ENUNCIADO DA TAREFA:
Prossiga o texto sobre a corrida do ouro logo após a frase final, "Muitos ficaram pelos descaminhos."

TRECHO SELECIONADO:
________________________________________

A notícia da descoberta do ouro espalhou-se rapidamente por todo o mundo. Começa o grande rush. Chegam aventureiros de toda condição, homens e mulheres, moços e velhos, brancos, pardos, pretos, nobres e plebeus, seculares, clérigos e religiosos de diferentes ordens, determinados pelo afã de enriquecer depressa, sem cuidar das asperezas dos caminhos e sem se preocupar com a dureza dos trabalhos e perigos que tinham que enfrentar. Largam tudo em suas terras de origem. Vendem seus bens (se os possuem), abandonam mulher e filhos, interrompem seus noivados.

Se a partida para as minas é um drama, o transcurso da viagem será outro, penosíssimo, talvez mortal. Cada um, com o seu comer frugalíssimo na sacola, partia, confiante, desvairado pela miragem do ouro. Esperava-o, muitas vezes, o pior dos padecimentos: a fome. E foi tal a escassez de mantimentos, que houve uma grande fome em 1698, outra em 1700 e ainda uma terceira em 1713. Campos e montanhas haviam sido despojados de víveres silvestres e caça pela gente que tudo consumira. Muita gente se retirou para caçar nos matos ou voltou aos seus povoados de origem. Muitos ficaram pelos descaminhos.

________________________________________

DADOS BRUTOS:
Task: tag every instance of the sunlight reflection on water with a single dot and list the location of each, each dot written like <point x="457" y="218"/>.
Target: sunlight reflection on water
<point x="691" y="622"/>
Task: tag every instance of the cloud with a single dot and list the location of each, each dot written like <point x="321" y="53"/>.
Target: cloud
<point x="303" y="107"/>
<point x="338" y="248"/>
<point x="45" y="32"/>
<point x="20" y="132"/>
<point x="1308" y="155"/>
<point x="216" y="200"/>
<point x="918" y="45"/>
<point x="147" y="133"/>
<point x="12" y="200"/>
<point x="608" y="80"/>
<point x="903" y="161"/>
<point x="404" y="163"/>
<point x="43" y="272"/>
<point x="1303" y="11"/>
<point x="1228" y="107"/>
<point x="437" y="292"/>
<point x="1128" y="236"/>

________________________________________

RESPOSTA DA ATIVIDADE:
"Com o que lhes deparasse o acaso todo gênero de caças, antas, veados, capivaras, maca cos, quatis, onças, cervos e aves, e muitas vezes, cobras, lagartos, formigas e até “uns bichos mui alvos que se criam em taquaras e paus podres”. Serviam-se também de mel de abelhas, porcos, palmitos, grelos de samambaia, carás do mato... e outras variedades que a necessidade inventava. Não faltavam os peixes: os miúdos cozidos em taquaras, os grandes assados."1

Lançado o grito de descoberta do ouro, desencadeou-se para essa região uma onda imigratória que tem poucos paralelos na história da humanidade. Caudais humanos procuraram a região das minas, partidos de todas as direções. Em todos os cantos e províncias do Brasil ecoou a notícia de descoberta do ouro e, em toda parte, o sistema demográfico sofreu profundas convulsões, em virtude da corrida para as minas. Daí o povoamento rápido e gigantesco da região mineira.

Entretanto, em muito pouco tempo aquele rush em direção às minas gerais se transformou em calamidade pública. Tantos foram os ambiciosos que correram em busca do ouro que surgiu o perigo de despovoar-se o Reino. Também as cidades litorâneas do Brasil viram-se diante da mesma ameaça... As minas que haviam sido acolhidas como uma benção do céu, depois de dois séculos de buscas ansiosas, começaram a ser olhadas como causadoras de desgraças e fontes de malefícios.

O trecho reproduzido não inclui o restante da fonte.